THE PROBLEM = Please pull out each line of the entries below that contains the string "fill", copying those lines unchanged.

SUPPLIED RECORDS =
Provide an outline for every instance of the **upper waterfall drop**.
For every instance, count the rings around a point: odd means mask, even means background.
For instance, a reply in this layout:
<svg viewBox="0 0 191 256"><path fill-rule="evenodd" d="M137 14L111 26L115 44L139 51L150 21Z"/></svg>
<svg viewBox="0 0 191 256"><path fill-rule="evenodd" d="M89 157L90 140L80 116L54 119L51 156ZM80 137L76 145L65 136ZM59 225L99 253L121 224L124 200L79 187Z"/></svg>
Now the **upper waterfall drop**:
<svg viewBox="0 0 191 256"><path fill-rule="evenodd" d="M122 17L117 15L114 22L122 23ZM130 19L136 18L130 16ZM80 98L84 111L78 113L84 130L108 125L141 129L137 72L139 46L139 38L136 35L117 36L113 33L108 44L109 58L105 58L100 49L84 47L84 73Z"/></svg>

ANSWER BELOW =
<svg viewBox="0 0 191 256"><path fill-rule="evenodd" d="M137 14L111 26L115 44L139 51L150 21Z"/></svg>
<svg viewBox="0 0 191 256"><path fill-rule="evenodd" d="M89 157L90 140L80 116L54 119L51 156ZM80 137L76 145L65 136ZM59 225L99 253L121 224L124 200L79 187Z"/></svg>
<svg viewBox="0 0 191 256"><path fill-rule="evenodd" d="M122 17L117 15L114 22L122 23ZM130 19L136 18L130 16ZM80 98L84 111L78 113L84 130L108 125L141 129L137 72L139 46L139 38L136 35L117 36L113 33L108 44L109 58L105 58L100 49L84 47L84 73Z"/></svg>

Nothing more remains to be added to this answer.